[Text section start]
# Apt Management Co's and having a pet - does anyone know?



## Audders (18 Oct 2007)

Hi,

Can anyone tell me if you buy an apartment in a development, then how much control the management companies have over you in relation to pets?  For example, I'm interested in buying an apartment in a lovely development, and my sister went to look at a place to rent in the same development and she was told there were no pets allowed.

That got me thinking - obviously, I can see why you would not be allowed to have for example a pony or a few alsations in an apartment development, but what about a small cat?


Doe this mean if I were to buy an apartment in a development I could not have my  cat live with me?  I am 100% serious here - I know it sounds odd.

Confused,

Thanks,

Audders


----------



## jacobean (18 Oct 2007)

Officially it depends on what your lease/house rules have in them.  I live in an apartment block and our lease says you can have a small pet as long as it doesn't cause a nuisance - as far as I can see there are two animals in the complex, a cat and a small dog - neither cause any problem.


----------



## mf1 (18 Oct 2007)

"my sister went to look at a place to rent in the same development and she was told there were no pets allowed."

Perhaps because of the perception that they wreck the furniture.....
[Text section end]
Complete the following –
1 > Answer these questions from the thread:
(a) What was Audders's sister told when she looked at a place to rent in the development?
(b) What does the lease in jacobean's apartment block say about pets?
(c) What reason for the rule does mf1 suggest?
2 > Repeat the thread word for word from "## Audders (18" to "a small cat?".
[Record set start]
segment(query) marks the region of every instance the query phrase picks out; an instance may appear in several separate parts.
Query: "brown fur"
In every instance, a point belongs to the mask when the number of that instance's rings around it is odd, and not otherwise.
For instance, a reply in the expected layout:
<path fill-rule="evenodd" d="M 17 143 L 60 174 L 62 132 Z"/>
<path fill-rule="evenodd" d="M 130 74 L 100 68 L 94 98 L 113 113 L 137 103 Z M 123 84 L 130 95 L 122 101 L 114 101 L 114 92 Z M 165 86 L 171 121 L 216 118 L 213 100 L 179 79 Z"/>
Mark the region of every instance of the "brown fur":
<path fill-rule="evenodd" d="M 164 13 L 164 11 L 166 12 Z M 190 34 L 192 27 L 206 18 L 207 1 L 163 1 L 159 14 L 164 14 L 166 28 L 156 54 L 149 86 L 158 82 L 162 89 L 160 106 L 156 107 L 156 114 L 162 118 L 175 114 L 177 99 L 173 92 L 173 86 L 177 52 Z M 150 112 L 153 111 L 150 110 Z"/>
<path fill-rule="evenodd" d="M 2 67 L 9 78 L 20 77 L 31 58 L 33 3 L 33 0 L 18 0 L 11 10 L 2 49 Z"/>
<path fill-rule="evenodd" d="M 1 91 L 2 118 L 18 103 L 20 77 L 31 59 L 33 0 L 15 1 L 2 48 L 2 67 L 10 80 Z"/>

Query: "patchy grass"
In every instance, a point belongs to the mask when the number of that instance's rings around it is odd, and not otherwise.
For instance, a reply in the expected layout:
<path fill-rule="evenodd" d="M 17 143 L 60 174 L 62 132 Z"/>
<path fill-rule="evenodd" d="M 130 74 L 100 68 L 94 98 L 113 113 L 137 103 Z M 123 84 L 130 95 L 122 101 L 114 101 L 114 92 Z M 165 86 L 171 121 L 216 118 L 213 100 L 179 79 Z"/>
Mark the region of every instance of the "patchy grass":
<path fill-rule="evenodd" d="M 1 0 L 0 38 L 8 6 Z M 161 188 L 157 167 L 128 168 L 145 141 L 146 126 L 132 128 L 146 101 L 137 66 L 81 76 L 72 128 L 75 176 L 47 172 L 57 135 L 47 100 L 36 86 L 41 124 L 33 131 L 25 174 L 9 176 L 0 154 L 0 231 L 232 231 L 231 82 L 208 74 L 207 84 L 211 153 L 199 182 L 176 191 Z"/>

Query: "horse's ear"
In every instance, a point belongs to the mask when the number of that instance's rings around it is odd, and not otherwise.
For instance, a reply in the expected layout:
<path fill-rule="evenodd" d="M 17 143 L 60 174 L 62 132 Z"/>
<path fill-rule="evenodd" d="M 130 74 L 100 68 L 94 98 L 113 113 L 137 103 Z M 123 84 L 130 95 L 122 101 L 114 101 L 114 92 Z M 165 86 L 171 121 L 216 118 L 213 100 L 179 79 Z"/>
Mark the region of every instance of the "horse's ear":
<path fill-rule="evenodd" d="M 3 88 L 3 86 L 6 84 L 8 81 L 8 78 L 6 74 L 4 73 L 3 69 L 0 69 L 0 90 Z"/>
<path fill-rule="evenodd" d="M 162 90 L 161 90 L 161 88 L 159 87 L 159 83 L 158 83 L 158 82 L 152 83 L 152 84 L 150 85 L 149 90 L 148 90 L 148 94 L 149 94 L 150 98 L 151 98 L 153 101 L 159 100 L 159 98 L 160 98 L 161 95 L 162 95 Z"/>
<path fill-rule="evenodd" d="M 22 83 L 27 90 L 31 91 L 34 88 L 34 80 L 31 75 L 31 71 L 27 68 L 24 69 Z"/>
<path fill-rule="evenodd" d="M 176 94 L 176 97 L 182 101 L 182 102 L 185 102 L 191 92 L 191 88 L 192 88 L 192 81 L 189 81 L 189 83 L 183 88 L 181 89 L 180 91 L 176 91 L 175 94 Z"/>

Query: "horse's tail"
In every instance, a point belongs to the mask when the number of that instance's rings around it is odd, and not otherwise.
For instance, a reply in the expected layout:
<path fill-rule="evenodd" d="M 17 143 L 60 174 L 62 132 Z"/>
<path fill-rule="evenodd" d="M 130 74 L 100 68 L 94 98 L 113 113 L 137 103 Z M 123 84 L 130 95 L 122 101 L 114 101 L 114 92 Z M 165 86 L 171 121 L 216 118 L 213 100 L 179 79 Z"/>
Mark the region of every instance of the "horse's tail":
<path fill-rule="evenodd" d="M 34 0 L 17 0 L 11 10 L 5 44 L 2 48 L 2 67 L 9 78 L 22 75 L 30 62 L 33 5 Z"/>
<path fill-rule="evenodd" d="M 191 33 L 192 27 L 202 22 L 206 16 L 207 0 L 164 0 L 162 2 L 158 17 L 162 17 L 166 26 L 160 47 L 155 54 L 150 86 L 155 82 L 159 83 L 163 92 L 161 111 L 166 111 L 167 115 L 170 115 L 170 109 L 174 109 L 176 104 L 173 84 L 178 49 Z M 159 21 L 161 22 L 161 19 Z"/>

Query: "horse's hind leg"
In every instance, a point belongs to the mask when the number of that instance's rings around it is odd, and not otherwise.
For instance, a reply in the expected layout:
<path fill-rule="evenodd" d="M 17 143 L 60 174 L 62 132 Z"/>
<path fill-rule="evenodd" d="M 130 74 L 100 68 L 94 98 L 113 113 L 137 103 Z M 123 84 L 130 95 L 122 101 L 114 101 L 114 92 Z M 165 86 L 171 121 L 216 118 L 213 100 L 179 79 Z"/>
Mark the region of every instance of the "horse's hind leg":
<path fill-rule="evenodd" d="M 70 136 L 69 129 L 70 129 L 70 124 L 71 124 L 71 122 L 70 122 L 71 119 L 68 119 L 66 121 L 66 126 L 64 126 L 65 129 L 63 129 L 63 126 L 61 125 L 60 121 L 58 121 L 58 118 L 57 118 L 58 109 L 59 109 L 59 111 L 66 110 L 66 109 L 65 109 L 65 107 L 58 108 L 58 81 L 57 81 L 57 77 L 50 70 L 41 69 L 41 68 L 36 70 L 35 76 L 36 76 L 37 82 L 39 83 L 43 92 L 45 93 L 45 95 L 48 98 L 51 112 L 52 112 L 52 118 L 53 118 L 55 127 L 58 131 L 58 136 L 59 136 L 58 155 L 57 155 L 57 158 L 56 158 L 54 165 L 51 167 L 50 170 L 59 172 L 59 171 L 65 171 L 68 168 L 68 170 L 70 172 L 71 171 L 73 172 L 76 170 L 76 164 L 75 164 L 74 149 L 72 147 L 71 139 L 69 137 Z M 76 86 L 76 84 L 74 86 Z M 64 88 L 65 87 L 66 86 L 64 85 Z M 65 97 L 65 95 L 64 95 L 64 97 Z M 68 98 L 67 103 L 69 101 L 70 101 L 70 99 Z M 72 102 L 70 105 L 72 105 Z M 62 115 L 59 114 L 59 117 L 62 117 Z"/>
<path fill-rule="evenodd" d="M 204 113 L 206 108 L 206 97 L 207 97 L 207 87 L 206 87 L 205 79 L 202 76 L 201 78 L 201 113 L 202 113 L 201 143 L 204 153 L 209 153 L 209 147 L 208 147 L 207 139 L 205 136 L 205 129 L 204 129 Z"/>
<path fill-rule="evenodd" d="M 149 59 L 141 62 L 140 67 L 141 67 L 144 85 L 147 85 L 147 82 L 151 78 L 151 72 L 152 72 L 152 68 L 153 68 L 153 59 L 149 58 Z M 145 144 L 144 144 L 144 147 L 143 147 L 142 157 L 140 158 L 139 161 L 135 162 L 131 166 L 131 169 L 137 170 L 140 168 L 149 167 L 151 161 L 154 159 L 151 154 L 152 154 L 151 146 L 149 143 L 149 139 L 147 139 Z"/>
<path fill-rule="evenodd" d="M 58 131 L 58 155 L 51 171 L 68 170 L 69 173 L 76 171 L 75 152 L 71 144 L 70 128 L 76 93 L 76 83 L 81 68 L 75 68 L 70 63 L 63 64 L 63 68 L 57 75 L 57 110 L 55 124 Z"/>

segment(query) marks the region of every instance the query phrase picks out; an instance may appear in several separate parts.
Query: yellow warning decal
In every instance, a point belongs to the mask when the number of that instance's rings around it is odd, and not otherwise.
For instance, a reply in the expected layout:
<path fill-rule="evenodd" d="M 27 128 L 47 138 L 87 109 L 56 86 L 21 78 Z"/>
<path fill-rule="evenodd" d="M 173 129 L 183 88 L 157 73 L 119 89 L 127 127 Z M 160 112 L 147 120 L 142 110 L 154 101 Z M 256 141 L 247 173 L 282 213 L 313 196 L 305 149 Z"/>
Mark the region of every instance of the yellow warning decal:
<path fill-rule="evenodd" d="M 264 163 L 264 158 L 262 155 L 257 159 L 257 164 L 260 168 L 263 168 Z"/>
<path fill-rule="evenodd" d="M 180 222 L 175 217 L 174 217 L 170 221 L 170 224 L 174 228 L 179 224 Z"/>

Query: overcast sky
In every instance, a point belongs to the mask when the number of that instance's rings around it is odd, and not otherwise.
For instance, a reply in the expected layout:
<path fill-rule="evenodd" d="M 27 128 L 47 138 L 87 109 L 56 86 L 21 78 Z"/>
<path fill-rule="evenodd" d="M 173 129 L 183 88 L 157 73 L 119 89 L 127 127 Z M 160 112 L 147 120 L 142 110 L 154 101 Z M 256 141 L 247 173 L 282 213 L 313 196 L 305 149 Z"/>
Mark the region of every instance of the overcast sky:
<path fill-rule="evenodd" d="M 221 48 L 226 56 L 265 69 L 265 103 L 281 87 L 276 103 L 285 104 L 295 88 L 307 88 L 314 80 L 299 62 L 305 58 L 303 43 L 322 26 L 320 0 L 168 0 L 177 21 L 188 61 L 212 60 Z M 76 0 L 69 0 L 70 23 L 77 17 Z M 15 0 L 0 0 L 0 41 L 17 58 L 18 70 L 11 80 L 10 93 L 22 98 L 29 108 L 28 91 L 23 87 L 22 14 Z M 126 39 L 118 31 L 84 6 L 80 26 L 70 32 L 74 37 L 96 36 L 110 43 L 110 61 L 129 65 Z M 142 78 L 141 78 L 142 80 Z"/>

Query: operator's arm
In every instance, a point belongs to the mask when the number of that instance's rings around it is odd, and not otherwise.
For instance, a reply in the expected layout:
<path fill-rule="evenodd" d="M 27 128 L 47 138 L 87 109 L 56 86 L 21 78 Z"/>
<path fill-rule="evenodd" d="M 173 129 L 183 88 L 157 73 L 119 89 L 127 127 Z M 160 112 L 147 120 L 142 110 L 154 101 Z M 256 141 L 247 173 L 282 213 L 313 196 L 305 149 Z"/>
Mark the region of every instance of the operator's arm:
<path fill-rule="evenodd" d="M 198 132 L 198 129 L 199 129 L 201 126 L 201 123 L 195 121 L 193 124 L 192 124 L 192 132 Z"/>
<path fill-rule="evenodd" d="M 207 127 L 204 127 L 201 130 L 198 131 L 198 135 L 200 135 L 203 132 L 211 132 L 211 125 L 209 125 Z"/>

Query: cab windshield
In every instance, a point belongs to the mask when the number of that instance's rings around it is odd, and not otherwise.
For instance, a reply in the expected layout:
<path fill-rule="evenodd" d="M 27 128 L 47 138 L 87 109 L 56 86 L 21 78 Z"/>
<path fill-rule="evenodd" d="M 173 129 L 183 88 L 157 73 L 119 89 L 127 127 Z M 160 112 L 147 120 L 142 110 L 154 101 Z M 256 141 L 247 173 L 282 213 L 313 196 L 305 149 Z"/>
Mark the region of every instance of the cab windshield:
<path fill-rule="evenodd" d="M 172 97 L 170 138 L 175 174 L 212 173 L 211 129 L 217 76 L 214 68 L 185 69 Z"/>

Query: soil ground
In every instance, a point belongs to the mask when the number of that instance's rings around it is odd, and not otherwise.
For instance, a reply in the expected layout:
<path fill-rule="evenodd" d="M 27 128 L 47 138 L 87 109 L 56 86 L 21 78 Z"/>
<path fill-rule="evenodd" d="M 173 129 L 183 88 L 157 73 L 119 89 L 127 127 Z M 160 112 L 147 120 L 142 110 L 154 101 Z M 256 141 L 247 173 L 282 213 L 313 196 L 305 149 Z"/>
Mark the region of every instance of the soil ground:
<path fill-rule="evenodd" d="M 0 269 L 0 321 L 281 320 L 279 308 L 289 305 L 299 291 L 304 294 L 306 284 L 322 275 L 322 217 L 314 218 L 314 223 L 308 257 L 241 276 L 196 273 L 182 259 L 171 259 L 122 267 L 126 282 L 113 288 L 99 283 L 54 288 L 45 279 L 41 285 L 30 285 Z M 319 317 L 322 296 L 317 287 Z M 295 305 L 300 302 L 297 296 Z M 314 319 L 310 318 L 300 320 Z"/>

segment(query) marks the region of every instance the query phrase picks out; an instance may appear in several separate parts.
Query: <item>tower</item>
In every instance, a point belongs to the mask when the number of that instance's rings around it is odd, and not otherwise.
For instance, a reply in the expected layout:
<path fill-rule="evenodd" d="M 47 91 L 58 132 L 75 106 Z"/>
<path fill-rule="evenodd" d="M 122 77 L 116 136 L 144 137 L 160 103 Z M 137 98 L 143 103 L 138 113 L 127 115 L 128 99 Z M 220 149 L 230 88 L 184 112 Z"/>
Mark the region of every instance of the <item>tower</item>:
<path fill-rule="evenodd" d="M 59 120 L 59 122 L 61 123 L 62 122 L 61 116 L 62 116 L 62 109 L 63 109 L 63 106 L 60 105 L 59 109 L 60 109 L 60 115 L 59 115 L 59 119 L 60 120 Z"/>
[Record set end]
Solutions for each task –
1 >
(a) She was told there were no pets allowed.
(b) It says you can have a small pet as long as it doesn't cause a nuisance.
(c) The perception that pets wreck the furniture.

2 >
## Audders (18 Oct 2007)

Hi,

Can anyone tell me if you buy an apartment in a development, then how much control the management companies have over you in relation to pets?  For example, I'm interested in buying an apartment in a lovely development, and my sister went to look at a place to rent in the same development and she was told there were no pets allowed.

That got me thinking - obviously, I can see why you would not be allowed to have for example a pony or a few alsations in an apartment development, but what about a small cat?